**About this task:** Show each line of the records that contains the string "xmlns", copying every such line whole.

**Supplied records:**
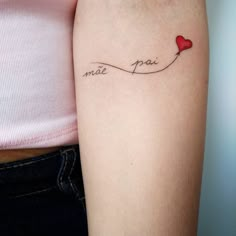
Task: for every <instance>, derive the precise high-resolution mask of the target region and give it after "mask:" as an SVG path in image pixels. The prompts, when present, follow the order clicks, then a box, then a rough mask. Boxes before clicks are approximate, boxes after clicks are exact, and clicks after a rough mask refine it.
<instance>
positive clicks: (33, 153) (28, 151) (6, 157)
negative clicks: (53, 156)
mask: <svg viewBox="0 0 236 236" xmlns="http://www.w3.org/2000/svg"><path fill="white" fill-rule="evenodd" d="M60 147H61V146H58V147H49V148H32V149H13V150H0V163H5V162H11V161H16V160H21V159H26V158H29V157H33V156H38V155H42V154H46V153H50V152H53V151H56V150H58V149H60Z"/></svg>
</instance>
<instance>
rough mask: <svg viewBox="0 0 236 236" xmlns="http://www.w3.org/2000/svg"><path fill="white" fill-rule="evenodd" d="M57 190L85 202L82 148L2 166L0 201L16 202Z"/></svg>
mask: <svg viewBox="0 0 236 236" xmlns="http://www.w3.org/2000/svg"><path fill="white" fill-rule="evenodd" d="M52 188H57V189H58V190H59V191H61V192H62V193H65V194H74V195H76V197H78V198H84V187H83V178H82V170H81V163H80V152H79V144H73V145H69V146H62V147H60V149H59V150H56V151H53V152H50V153H47V154H43V155H38V156H34V157H30V158H27V159H23V160H18V161H13V162H8V163H1V164H0V198H16V197H21V196H27V195H32V194H37V193H41V192H44V191H48V190H50V189H52Z"/></svg>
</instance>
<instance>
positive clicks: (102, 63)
mask: <svg viewBox="0 0 236 236" xmlns="http://www.w3.org/2000/svg"><path fill="white" fill-rule="evenodd" d="M178 57H179V54H176V57H175V59H174V60H173V61H172V62H171V63H170V64H169V65H167V66H166V67H164V68H163V69H161V70H157V71H151V72H133V71H129V70H125V69H123V68H120V67H118V66H113V65H111V64H108V63H104V62H91V63H93V64H101V65H106V66H110V67H113V68H115V69H118V70H122V71H125V72H127V73H130V74H142V75H148V74H155V73H159V72H162V71H163V70H166V69H167V68H168V67H170V66H171V65H172V64H174V62H175V61H176V60H177V59H178Z"/></svg>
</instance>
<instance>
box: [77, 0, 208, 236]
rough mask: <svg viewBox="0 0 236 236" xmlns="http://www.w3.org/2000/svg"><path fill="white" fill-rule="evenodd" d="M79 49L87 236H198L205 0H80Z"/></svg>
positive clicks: (202, 86)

**Answer to this exercise:**
mask: <svg viewBox="0 0 236 236" xmlns="http://www.w3.org/2000/svg"><path fill="white" fill-rule="evenodd" d="M60 147H61V146H58V147H49V148H32V149H13V150H0V163H5V162H11V161H16V160H21V159H26V158H29V157H33V156H38V155H42V154H46V153H50V152H53V151H56V150H58V149H60Z"/></svg>
rough mask: <svg viewBox="0 0 236 236" xmlns="http://www.w3.org/2000/svg"><path fill="white" fill-rule="evenodd" d="M57 190L85 202L82 148L2 166L0 201L16 202Z"/></svg>
mask: <svg viewBox="0 0 236 236" xmlns="http://www.w3.org/2000/svg"><path fill="white" fill-rule="evenodd" d="M52 188H57V189H58V190H59V191H61V192H62V193H65V194H74V195H76V197H78V198H84V187H83V178H82V170H81V163H80V152H79V144H73V145H69V146H62V147H60V149H59V150H56V151H53V152H50V153H47V154H43V155H38V156H34V157H30V158H27V159H23V160H18V161H13V162H8V163H1V164H0V198H16V197H21V196H27V195H32V194H37V193H41V192H44V191H48V190H50V189H52Z"/></svg>
mask: <svg viewBox="0 0 236 236" xmlns="http://www.w3.org/2000/svg"><path fill="white" fill-rule="evenodd" d="M178 57H179V54H176V57H175V59H174V60H173V61H172V62H171V63H170V64H169V65H167V66H166V67H164V68H163V69H161V70H157V71H151V72H133V71H129V70H125V69H123V68H120V67H118V66H113V65H111V64H108V63H104V62H91V63H93V64H101V65H106V66H110V67H113V68H115V69H118V70H122V71H125V72H127V73H130V74H142V75H148V74H155V73H159V72H162V71H163V70H166V69H167V68H168V67H170V66H171V65H172V64H174V62H175V61H176V60H177V59H178Z"/></svg>
rough mask: <svg viewBox="0 0 236 236" xmlns="http://www.w3.org/2000/svg"><path fill="white" fill-rule="evenodd" d="M79 49L87 236H198L205 0H80Z"/></svg>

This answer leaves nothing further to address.